[Start of Records for processing]

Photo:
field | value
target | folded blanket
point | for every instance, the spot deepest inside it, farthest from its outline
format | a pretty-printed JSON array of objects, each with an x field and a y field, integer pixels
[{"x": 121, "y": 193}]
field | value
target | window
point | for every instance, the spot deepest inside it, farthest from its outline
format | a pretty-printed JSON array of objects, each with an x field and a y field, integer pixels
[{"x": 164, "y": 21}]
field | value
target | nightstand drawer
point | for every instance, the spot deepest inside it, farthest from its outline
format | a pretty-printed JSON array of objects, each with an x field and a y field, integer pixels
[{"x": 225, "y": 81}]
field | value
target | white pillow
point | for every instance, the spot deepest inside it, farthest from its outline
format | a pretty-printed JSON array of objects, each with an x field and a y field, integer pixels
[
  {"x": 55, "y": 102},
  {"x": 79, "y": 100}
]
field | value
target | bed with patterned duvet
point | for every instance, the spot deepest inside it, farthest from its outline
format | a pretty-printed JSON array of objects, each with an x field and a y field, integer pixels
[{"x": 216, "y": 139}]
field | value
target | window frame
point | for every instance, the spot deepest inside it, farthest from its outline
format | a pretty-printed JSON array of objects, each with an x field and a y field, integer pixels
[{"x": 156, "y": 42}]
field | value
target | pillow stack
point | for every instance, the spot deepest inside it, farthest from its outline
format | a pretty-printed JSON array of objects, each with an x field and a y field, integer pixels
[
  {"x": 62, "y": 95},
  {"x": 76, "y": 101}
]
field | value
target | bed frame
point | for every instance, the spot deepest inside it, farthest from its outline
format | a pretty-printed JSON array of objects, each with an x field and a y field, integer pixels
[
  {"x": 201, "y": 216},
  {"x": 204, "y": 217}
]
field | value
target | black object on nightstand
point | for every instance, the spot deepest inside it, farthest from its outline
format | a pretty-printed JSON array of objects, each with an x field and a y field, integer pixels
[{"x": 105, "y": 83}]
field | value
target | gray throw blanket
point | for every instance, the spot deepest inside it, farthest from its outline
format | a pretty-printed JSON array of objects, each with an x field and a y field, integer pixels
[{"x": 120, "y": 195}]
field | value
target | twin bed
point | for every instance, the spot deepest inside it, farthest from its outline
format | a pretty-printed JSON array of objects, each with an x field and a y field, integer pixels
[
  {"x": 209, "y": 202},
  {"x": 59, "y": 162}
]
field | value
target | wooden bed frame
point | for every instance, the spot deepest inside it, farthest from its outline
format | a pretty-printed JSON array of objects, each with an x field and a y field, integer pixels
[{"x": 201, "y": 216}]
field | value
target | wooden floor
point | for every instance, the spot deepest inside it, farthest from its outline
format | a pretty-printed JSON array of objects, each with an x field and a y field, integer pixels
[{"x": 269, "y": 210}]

[End of Records for processing]

Copy each entry exactly, with nothing added or dropped.

Photo:
field | value
target | folded blanket
point | for every instance, the spot deepest inside it, farthest from its outline
format | a pretty-printed JSON array of objects, each with an x field and a y field, integer pixels
[{"x": 121, "y": 193}]
field | value
target | window
point | for every instance, the spot deepest inside it, farthest from its outline
format | a pretty-printed JSON array of objects, each with an x field and a y field, integer pixels
[{"x": 164, "y": 21}]
field | value
target | nightstand drawer
point | for every instance, the spot deepest inside it, farthest from its outline
format | a pretty-printed JSON array of objects, each with an x field and a y field, integer pixels
[{"x": 225, "y": 81}]
field | value
target | white pillow
point | for every instance, the spot deepest inside it, farthest from its outline
format | a pretty-printed JSON array of objects, each with an x field and a y field, integer pixels
[
  {"x": 55, "y": 102},
  {"x": 79, "y": 100}
]
field | value
target | bed with patterned duvet
point | for every instance, the spot deepest inside it, farthest from its outline
format | a pretty-printed JSON array of objects, each with an x field and a y field, integer pixels
[{"x": 216, "y": 139}]
field | value
target | window frame
point | for every instance, the spot deepest inside it, farthest from its outline
format | a pretty-printed JSON array of objects, each with an x field and a y field, integer pixels
[{"x": 156, "y": 42}]
field | value
target | pillow stack
point | for every instance, the spot deepest inside it, farthest from its outline
format | a pretty-printed JSON array of objects, each with an x field and a y field, integer pixels
[
  {"x": 62, "y": 95},
  {"x": 76, "y": 101}
]
field | value
target | bed frame
point | for every instance, the spot deepest inside it, farthest from its outline
format | a pretty-printed JSON array of objects, each with an x field and a y field, integer pixels
[
  {"x": 201, "y": 216},
  {"x": 204, "y": 217}
]
field | value
target | black object on nightstand
point | for every instance, the spot deepest inside it, farthest from its outline
format | a pretty-printed JSON array of objects, each with an x field and a y field, integer pixels
[{"x": 105, "y": 83}]
field | value
target | gray throw blanket
point | for every instance, the spot deepest inside it, farthest from its outline
format | a pretty-printed JSON array of objects, each with an x field and a y field, integer pixels
[{"x": 120, "y": 195}]
field | value
target | twin bed
point | for every instance, the spot deepest inside it, farthest from its outline
format | a pretty-printed JSON array of objects, each with an x field and a y field, integer pixels
[
  {"x": 209, "y": 202},
  {"x": 59, "y": 162}
]
field | value
target | wooden bed frame
point | for every instance, the spot deepest inside it, farthest from its outline
format | a pretty-printed JSON array of objects, each with an x field and a y field, integer pixels
[{"x": 201, "y": 216}]
field | value
target | wooden floor
point | for every instance, the spot deepest inside it, farthest from its outline
format | a pretty-printed JSON array of objects, each with an x field and a y field, integer pixels
[{"x": 269, "y": 210}]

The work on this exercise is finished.